>> START TEXT

Am still trying to simplify my life by reducing the number of funds/companies I have assets with ... I waaaay over-diversified many years ago.

Was on the phone with Fidelity today on another topic, went through my list of funds and determined which they could hold ... turns out is most of them and only a couple had a sales fee associated with it ($50) that is assessed only when the fund is finally sold.

Since the sale of these have tax consequences, I don't want to further simplify, yet - will do so when my taxable income is lower.

Has anyone done this with Fidelity? Other companies? I have not yet checked with Vanguard.

I think I would like to "end up" with assets in more than one financial institution ... Vanguard has lowest cost index funds ... I kinda like the Fidelity brokerage account screens ...

Thoughts?

Thanks!
 
I have funds at Vanguard and a Brokerage account at Fido.

>> END TEXT

GIVEN INSTRUCTION 1: Reproduce the stretch of the post on consolidating investment funds from "Since the sale" through "checked with Vanguard.".
GIVEN INSTRUCTION 2: According to the post on consolidating investment funds, when is the $50 sales fee on a couple of the funds assessed?
GIVEN INSTRUCTION 3: Carry on the post about consolidating investment funds from the point at which it ends.

>> START RECORD EXTRACTS

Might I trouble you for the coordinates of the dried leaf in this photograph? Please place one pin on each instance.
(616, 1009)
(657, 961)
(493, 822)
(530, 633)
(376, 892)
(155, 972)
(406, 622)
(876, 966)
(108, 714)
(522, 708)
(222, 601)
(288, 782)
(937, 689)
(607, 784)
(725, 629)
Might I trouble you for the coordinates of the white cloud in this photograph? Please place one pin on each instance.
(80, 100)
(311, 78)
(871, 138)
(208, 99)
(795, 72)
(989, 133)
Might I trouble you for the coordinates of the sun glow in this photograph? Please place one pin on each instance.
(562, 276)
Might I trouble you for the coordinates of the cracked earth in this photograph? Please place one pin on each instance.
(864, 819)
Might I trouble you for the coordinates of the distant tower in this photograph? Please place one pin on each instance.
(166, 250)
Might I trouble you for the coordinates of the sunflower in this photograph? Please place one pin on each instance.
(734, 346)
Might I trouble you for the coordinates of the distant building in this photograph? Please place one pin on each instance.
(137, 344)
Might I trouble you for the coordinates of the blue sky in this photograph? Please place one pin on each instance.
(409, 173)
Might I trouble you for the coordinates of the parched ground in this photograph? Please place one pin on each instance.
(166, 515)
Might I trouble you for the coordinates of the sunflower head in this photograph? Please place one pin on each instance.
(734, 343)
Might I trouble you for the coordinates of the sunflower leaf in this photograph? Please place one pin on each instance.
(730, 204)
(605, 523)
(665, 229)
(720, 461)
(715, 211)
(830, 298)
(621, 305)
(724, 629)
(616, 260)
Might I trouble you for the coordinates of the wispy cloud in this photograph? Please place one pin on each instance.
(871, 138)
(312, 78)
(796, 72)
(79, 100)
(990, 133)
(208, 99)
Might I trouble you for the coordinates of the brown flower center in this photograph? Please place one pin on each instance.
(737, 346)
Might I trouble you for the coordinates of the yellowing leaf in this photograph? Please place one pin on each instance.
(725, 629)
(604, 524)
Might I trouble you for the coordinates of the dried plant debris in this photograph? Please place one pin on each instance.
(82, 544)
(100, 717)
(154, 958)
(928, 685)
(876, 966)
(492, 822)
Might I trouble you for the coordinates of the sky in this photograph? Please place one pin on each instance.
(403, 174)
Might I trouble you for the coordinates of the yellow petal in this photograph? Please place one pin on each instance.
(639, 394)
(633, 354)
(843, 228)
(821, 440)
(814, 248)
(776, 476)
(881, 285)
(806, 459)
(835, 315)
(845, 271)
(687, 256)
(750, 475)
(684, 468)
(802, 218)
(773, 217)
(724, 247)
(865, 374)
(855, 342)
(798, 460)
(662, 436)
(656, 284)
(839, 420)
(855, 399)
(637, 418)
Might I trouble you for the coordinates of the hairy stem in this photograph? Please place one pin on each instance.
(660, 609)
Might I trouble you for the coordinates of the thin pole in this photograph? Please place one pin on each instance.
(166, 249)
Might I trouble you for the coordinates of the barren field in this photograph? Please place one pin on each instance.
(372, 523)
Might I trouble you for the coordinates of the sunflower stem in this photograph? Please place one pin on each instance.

>> END RECORD EXTRACTS

RESULT 1:
Since the sale of these have tax consequences, I don't want to further simplify, yet - will do so when my taxable income is lower.

Has anyone done this with Fidelity? Other companies? I have not yet checked with Vanguard.

RESULT 2: Only when the fund is finally sold.

RESULT 3:
I also recently consolidated all of my mutual funds. I got it down to one fund. It was one of the target retirement funds at Vanguard, which is actually a balanced fund with an AA that I like.

-gauss


I still have complications due to the number of accounts that I have due to tax laws. (taxable, roth me, roth DW. trad IRA me, trad IRA DW, HSA me, HSA DW ....)
 
I have funds at Vanguard and a Brokerage account at Fido.

That would my route if I had a fidelity brokerage. I am not fan of fidelity funds or brokerage though :)

I would go with E*Trade or Schwab and build core of investment with things like VTI, VXUS, VWO, VIG.
 
I set my mom up at Fido with FUSVX (S&P 500), FSEVX (Total US ex S&P 500), FSGDX (World ex US), and FSITX (bonds). All index funds with 0.05% to 0.18% ER's. You can do fine at Fidelity unless you want more niche indexes or Vanguard's active funds.

You might want to sell only the funds that would cost you $50 to sell at Fidelity before doing a transfer. Assuming you can sell them for free where they are now.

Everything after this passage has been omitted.